[Entries for pointing and labeling]
══════
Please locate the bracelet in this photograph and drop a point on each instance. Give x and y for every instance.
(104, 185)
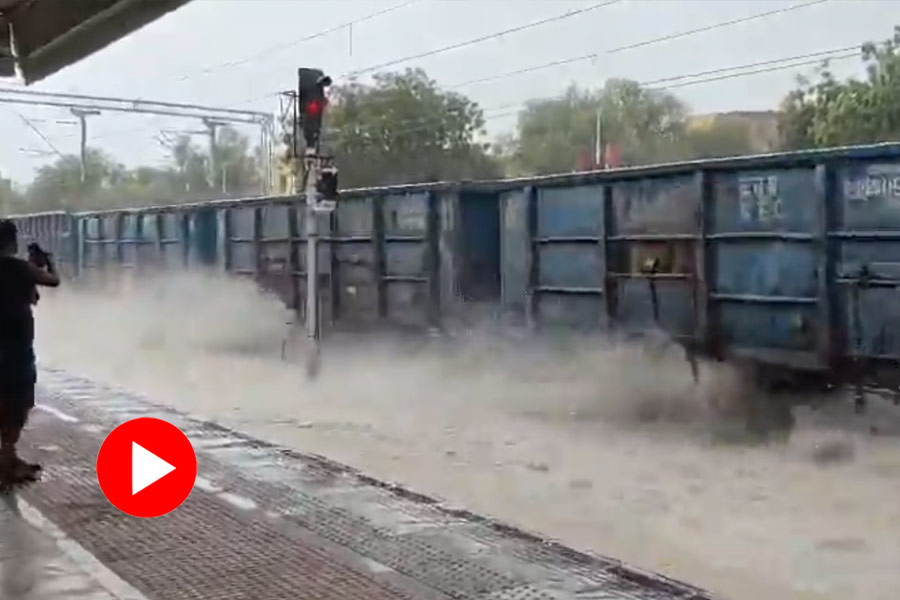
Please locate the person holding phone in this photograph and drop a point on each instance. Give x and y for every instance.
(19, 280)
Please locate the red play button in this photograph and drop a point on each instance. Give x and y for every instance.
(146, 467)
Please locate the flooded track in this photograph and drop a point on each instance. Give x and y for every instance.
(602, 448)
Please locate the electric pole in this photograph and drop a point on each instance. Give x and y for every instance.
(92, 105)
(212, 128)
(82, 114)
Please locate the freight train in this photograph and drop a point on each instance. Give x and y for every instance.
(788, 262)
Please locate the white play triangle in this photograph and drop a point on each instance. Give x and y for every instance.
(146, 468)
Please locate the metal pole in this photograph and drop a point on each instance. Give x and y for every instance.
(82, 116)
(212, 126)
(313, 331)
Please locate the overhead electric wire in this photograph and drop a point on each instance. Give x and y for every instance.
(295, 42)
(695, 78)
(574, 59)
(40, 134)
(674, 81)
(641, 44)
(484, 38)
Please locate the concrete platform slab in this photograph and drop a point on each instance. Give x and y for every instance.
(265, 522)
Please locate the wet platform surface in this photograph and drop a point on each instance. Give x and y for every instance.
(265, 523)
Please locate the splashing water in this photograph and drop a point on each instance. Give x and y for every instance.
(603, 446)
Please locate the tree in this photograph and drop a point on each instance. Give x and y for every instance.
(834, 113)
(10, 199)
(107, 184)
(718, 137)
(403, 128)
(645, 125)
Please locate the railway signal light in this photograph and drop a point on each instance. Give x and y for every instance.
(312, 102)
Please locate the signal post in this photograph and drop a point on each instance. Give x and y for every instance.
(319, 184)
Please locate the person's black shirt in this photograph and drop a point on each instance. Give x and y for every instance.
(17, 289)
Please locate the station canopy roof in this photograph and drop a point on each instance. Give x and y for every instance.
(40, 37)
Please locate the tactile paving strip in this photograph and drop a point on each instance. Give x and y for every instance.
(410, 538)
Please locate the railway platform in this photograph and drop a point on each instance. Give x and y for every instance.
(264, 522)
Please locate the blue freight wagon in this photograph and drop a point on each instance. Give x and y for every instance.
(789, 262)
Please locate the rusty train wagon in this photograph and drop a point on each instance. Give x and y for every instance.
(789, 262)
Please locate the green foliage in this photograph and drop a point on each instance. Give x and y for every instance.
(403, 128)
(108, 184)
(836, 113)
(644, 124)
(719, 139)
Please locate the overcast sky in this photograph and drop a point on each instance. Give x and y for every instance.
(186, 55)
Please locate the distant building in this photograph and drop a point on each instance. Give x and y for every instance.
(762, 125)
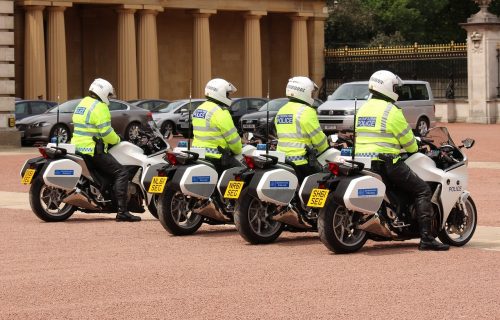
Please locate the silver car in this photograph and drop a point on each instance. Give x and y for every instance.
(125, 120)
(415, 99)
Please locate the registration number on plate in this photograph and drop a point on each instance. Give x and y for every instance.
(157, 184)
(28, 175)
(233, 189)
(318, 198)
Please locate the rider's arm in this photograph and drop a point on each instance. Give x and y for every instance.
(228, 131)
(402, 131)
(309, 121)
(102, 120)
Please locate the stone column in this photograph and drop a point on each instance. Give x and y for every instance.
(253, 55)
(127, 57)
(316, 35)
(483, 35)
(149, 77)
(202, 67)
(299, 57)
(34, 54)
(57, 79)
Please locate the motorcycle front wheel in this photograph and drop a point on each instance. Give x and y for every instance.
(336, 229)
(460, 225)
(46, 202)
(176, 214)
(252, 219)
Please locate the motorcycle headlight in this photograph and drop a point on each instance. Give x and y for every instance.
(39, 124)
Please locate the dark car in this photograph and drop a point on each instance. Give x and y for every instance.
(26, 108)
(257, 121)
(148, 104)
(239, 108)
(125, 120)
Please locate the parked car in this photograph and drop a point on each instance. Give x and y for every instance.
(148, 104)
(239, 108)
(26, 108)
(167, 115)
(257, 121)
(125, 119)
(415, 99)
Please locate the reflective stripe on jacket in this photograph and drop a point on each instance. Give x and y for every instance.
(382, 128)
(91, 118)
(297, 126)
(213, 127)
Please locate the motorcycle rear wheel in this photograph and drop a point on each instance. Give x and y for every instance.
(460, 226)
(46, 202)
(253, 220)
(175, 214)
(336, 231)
══════
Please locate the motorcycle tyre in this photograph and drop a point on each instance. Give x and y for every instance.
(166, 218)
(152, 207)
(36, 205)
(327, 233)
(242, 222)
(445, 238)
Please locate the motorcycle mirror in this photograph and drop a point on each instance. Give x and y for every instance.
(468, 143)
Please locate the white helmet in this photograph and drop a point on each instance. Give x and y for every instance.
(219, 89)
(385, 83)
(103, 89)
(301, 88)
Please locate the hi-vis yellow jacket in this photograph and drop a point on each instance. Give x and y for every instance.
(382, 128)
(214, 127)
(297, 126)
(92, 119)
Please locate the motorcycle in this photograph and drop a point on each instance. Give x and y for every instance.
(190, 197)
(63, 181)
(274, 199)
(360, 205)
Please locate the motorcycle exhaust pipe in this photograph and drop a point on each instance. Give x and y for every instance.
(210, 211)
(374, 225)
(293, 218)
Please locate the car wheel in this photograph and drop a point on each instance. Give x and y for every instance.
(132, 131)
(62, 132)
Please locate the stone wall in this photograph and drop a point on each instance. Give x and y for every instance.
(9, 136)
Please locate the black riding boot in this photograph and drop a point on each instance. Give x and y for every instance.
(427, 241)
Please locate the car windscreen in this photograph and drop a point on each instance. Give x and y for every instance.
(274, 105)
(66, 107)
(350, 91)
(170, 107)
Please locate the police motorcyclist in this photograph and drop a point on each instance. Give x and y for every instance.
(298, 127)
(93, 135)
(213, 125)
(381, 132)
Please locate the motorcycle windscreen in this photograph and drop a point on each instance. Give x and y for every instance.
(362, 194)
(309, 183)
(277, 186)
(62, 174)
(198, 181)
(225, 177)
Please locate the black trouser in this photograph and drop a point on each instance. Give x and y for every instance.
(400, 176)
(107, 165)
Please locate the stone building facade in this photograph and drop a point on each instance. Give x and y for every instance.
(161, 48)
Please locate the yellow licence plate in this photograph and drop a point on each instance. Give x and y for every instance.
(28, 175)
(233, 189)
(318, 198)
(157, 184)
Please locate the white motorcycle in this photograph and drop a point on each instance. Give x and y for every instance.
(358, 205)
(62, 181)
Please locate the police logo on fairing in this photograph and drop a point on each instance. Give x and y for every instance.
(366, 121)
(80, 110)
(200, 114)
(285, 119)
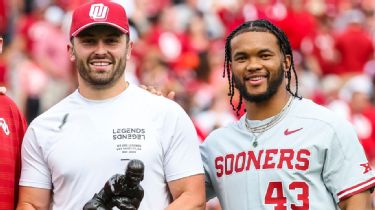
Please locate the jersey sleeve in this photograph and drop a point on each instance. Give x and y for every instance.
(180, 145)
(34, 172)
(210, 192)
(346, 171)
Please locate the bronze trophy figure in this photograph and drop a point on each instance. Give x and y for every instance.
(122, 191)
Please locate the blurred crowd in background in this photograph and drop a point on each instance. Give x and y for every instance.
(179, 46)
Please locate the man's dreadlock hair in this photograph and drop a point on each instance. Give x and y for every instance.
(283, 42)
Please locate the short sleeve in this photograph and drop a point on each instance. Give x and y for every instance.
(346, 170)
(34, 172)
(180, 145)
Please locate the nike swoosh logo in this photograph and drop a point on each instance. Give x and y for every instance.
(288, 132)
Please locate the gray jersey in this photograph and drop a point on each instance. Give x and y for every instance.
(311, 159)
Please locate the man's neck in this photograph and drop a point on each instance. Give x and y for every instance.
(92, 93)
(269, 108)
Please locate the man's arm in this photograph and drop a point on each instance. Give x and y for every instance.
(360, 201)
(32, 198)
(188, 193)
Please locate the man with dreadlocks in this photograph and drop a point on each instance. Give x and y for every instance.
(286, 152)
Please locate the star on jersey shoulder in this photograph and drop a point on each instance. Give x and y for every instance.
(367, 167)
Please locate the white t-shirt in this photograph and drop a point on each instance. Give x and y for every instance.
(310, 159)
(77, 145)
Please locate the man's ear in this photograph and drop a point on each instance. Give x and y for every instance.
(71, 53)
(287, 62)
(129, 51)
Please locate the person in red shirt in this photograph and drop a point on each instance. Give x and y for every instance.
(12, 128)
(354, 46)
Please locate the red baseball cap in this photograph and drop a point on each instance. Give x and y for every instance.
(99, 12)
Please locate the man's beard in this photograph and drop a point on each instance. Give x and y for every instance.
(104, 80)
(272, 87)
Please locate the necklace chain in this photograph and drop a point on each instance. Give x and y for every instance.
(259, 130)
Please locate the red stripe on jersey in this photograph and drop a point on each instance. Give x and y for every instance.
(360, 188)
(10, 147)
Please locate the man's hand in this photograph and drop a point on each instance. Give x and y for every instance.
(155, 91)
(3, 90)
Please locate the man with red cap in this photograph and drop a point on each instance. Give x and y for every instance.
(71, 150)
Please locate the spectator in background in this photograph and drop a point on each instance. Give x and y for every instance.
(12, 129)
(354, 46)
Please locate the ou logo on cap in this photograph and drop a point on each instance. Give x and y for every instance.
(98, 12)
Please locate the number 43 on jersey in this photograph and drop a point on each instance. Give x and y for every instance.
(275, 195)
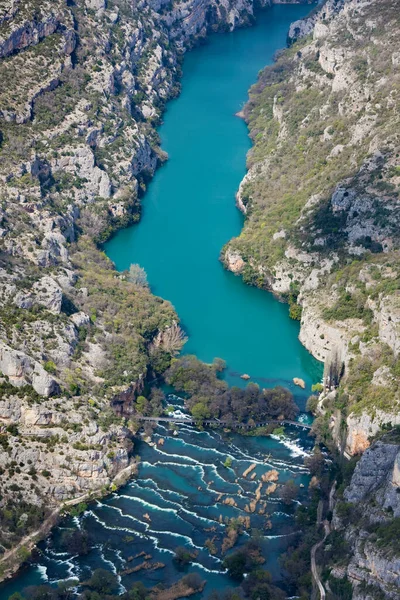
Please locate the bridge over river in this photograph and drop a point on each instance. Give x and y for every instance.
══════
* [Written request]:
Output the lines from the one containing "Please locate the spectator" through the one containing "Please locate the bridge", inclusive, copying them exactly. Omit the pictures from your answer.

* [Task answer]:
Please locate the spectator in background in this photograph and drop a point on each instance. Give x and y for every instance.
(12, 129)
(354, 46)
Please locate the ou logo on cap in this photograph and drop a point on each instance. Give x and y for every instance.
(98, 12)
Please locate the number 43 on jersey in this photograph and drop a point on each instance. Give x and y for every instance.
(275, 195)
Please locate the bridge over river in this photograph and drop a point on each instance. Give x and y for every instance.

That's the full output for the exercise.